--- Provided text ---
Skip to content
World Cup 2022 Analysis
  • AI Chat
  • Code
  • Report
  • 1. 2022 World Cup

    The 2022 FIFA World Cup was the 22nd time the prestigious tournament was held, with Argentina claiming victory over the reigning world champions, France, winning their 3rd World Cup of all time. The World Cup is held once every four years and features 32 teams from around the world who qualified through their respective regions.

    This was the second time this international competition was held in Asia, with 64 games being played over 29 days through November and December. The 32 teams were divided into eight groups. Each team played each other once in the group stages, and the top two teams from each group would advance to the single-elimination knockout stages.

    This project aims to see what, if any, factors contributed to teams making a further run in the tournament than other teams. The majority of the data used in this notebook was obtained from a dataset on kaggle. The FIFA rankings and group for each team were also found on kaggle here, which also shows two graphics showing how the tournament plays out.
--- Records supplied ---
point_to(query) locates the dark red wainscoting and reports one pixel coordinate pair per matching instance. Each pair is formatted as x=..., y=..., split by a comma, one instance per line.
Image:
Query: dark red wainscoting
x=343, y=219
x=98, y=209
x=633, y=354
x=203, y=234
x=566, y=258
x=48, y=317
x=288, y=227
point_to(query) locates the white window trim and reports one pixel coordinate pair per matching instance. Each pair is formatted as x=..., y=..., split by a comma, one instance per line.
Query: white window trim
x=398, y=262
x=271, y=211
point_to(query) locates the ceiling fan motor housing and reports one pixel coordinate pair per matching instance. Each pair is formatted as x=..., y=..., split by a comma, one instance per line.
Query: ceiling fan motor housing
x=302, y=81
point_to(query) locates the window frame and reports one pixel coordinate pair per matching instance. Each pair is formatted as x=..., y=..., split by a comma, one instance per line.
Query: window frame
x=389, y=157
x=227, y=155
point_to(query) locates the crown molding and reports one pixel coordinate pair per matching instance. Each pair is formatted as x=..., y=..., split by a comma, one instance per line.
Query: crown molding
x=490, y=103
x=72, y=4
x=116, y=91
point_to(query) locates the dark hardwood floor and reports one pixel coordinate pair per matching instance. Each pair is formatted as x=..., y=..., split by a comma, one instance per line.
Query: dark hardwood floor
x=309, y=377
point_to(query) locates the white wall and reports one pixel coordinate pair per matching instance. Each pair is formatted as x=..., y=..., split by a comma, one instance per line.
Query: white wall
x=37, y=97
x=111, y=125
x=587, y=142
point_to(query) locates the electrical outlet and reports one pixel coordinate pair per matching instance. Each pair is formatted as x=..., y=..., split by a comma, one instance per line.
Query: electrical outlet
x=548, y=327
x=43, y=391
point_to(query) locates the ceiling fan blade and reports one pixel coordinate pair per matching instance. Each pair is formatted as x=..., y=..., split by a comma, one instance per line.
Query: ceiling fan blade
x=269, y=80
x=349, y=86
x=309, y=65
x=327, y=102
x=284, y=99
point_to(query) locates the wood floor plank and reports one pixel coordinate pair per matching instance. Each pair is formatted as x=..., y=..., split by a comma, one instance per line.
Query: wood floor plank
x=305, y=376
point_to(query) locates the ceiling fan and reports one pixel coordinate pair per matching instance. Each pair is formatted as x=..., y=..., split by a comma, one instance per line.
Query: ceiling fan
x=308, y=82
---
§ Required work
1 > In the World Cup 2022 analysis, over how many days were the 64 games played?
2 > Continue the World Cup 2022 analysis from its last sentence.
The lines have nothing to do with the World Cup 2022 analysis.

§ Results for the exercise
1 > 29 days.

2 >
    2. Libraries and Datasets

    Here we import the necessary packages used for the analysis as well as loading in our data. Unnecessary columns were also removed from the tables. Two of the datasets were merged together into one dataframe called world_cup_data to make it easier to work with throughout the analysis.

    # loading packages for analysis
    library("readr")
    library("dplyr")
    library("forcats")
    library("ggplot2")
    library("stringr")
    options(repr.plot.width =9, repr.plot.height =9)
    Hidden output

    Data importing

    # importing dataset containing stats for each team at the world cup
    team_stats <- read_csv("datasets/kaggle/Squad Standard Stats.csv")
    
    # importing dataset containing an overall view of how each team performed
    final_standings_table <- read_csv("datasets/kaggle/Final League Table.csv")
    
    # importing dataset that contains the world ranking of each team and the group they were in for the tournament
    team_rankings <- read_csv("datasets/kaggle/2022_world_cup_groups.csv")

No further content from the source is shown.